**EXERCISE REQUIREMENTS:** Gather every line of the items below that contains the string "holding", treating uppercase and lowercase as different.

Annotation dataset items
________________________

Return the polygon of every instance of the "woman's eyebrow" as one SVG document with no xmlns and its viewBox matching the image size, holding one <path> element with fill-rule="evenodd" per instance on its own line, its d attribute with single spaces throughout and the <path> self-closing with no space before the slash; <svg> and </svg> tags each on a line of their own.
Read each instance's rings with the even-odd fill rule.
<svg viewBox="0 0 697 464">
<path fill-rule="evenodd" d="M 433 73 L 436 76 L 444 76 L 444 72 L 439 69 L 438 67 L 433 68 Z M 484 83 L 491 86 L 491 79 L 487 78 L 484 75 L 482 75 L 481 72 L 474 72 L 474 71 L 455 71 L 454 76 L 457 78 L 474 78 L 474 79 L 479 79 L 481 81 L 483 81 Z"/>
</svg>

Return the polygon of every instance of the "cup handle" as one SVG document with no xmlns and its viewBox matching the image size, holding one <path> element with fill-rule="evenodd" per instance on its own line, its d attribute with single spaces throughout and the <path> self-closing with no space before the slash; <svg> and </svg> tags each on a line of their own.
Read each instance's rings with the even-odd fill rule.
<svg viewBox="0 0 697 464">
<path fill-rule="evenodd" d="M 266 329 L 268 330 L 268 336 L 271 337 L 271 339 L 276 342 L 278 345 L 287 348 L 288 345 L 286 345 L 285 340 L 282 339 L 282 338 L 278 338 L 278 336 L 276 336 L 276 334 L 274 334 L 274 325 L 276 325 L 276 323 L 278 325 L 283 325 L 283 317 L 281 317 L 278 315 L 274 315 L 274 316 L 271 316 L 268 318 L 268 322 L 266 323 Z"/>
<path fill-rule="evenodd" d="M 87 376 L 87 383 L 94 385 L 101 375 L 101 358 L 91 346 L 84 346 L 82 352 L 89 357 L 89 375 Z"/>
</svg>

________________________

**RESPONSE TO THIS EXERCISE:**
Return the polygon of every instance of the "woman's eyebrow" as one SVG document with no xmlns and its viewBox matching the image size, holding one <path> element with fill-rule="evenodd" per instance on its own line, its d attribute with single spaces throughout and the <path> self-closing with no space before the slash; <svg> and </svg> tags each on a line of their own.
Return the polygon of every instance of the "cup handle" as one SVG document with no xmlns and its viewBox matching the image size, holding one <path> element with fill-rule="evenodd" per instance on its own line, its d attribute with single spaces throughout and the <path> self-closing with no space before the slash; <svg> and </svg> tags each on a line of their own.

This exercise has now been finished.